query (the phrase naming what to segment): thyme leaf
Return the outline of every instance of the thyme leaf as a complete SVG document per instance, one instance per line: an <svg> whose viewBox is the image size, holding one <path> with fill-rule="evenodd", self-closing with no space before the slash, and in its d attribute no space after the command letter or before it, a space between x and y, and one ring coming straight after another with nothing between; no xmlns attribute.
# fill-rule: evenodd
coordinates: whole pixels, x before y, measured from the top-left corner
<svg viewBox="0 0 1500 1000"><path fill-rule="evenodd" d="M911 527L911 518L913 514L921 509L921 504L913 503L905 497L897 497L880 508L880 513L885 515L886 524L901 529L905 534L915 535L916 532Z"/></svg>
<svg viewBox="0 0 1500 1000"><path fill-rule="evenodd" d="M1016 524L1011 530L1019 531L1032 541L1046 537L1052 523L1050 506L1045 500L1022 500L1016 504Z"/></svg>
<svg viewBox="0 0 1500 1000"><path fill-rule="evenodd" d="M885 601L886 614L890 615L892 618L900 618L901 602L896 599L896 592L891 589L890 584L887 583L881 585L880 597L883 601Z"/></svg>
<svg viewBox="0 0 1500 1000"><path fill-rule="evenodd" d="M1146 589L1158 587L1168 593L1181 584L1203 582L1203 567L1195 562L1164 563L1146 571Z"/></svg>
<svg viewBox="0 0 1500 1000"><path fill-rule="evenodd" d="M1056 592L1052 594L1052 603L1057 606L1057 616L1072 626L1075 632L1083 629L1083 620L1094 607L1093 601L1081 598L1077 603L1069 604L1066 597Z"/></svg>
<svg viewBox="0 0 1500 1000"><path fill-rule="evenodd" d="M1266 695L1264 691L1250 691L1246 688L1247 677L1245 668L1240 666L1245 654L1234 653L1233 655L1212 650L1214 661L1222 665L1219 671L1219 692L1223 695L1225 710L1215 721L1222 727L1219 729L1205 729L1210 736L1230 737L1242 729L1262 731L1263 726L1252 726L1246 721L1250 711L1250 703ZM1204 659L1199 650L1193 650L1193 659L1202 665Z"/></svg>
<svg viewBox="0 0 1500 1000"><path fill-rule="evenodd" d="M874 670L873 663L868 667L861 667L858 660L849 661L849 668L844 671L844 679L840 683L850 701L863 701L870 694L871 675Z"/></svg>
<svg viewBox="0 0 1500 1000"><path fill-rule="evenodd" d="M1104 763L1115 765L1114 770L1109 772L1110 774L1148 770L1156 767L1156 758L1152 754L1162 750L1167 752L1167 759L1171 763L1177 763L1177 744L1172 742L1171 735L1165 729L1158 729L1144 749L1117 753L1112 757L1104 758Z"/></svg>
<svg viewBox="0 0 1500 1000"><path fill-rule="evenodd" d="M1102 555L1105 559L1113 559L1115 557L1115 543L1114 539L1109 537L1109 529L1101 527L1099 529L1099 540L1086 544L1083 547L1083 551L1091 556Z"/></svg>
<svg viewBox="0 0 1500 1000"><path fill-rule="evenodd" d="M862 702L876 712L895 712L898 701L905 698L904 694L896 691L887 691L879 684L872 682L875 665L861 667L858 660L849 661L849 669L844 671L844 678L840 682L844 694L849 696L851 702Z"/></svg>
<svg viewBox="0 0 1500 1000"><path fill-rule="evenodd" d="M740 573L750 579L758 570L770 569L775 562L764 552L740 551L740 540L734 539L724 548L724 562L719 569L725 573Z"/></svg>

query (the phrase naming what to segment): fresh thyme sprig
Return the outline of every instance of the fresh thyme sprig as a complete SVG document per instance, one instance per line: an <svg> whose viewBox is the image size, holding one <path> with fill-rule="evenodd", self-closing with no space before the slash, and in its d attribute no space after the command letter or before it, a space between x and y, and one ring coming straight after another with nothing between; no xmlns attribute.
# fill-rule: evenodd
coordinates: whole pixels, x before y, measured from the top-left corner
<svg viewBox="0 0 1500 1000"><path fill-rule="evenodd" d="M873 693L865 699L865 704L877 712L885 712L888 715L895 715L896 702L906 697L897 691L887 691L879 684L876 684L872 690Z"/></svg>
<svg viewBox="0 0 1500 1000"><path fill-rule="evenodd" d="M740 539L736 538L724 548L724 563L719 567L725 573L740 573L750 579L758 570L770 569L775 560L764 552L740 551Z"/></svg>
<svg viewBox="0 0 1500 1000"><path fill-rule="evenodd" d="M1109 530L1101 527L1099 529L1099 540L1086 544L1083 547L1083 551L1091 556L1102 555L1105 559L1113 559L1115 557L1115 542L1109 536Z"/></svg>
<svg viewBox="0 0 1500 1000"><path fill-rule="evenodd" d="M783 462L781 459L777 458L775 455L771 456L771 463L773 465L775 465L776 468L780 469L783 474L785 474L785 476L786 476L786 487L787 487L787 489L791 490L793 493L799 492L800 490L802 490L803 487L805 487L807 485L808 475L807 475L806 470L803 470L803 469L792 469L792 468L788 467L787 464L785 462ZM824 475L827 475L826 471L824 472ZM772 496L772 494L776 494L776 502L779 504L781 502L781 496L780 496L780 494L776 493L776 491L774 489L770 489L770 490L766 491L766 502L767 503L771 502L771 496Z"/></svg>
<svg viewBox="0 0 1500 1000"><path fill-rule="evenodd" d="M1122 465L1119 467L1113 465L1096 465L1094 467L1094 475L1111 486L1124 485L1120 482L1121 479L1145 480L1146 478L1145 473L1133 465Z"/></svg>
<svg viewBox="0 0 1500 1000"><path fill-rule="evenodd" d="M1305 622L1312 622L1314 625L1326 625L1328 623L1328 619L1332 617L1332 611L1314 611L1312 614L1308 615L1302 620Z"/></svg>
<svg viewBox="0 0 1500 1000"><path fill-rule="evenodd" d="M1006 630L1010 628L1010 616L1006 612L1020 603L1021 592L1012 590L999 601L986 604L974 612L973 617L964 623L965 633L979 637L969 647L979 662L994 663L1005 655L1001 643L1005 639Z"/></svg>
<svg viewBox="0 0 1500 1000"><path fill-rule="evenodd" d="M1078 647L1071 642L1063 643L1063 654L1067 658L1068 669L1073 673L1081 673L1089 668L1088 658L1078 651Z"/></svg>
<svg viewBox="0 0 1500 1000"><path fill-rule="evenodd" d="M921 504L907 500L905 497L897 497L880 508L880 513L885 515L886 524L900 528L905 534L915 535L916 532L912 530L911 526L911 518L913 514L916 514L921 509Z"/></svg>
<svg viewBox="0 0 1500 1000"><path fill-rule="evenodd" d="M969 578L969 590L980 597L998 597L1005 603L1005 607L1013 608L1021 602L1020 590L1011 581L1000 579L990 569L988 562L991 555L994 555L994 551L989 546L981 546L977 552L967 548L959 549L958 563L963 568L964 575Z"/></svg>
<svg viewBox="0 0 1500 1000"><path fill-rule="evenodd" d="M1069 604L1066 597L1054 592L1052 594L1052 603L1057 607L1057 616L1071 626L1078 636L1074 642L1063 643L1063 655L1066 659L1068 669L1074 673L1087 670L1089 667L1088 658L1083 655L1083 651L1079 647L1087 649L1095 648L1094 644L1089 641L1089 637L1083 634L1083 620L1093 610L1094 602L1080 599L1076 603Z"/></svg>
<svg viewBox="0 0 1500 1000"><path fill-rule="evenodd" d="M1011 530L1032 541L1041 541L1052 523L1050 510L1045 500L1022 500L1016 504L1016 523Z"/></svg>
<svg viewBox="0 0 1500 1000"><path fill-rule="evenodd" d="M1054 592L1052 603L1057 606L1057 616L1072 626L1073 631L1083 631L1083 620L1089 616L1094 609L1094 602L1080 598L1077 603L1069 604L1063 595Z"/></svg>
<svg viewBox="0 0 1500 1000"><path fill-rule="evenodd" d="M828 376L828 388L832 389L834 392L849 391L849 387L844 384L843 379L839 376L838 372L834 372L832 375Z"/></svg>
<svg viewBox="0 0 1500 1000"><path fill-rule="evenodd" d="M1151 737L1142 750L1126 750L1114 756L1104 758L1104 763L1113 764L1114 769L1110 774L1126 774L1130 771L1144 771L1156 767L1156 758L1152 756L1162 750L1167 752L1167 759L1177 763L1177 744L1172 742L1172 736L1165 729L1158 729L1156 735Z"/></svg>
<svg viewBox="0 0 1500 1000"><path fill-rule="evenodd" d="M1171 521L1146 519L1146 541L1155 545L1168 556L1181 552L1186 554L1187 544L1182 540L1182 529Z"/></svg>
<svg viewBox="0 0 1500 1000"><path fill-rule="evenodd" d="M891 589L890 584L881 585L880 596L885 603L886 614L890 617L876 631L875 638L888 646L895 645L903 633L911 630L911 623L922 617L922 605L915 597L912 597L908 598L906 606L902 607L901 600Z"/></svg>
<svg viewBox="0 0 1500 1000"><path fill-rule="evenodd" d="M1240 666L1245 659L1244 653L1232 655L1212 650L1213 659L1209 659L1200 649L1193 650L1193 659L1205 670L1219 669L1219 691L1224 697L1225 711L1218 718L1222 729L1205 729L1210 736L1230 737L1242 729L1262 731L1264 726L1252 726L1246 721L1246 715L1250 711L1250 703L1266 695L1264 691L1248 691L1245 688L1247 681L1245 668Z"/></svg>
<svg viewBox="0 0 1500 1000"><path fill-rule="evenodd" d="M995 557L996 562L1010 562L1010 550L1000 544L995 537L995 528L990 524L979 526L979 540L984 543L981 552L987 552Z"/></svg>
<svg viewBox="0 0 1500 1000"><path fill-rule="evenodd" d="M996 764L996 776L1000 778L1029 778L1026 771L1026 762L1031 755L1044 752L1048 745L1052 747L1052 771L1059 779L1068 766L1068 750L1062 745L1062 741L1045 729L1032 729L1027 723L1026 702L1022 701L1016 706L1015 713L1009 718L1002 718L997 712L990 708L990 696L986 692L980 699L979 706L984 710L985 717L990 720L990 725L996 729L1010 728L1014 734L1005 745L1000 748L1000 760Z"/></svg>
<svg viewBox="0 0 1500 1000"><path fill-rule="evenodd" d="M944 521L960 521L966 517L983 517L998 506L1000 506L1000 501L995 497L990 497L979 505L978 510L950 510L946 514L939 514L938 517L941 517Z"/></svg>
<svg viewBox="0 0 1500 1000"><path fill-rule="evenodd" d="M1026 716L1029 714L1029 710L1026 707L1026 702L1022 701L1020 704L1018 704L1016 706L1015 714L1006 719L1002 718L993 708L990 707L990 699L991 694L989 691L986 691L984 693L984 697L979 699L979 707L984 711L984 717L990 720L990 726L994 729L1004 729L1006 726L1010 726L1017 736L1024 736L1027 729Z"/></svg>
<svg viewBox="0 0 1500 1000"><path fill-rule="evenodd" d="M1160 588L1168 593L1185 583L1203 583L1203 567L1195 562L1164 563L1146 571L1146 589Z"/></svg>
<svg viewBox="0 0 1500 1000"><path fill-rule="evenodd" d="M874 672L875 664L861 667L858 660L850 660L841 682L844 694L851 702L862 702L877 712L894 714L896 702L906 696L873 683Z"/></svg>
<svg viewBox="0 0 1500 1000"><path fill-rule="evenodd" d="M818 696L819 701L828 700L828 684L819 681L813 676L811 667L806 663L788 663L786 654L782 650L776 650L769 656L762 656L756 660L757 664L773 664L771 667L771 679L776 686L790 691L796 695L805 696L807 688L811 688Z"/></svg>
=-=-=
- [Your objective]:
If a line in the records above contains the word "naming", count it, then give the total and nothing else.

- [Response to this exercise]:
2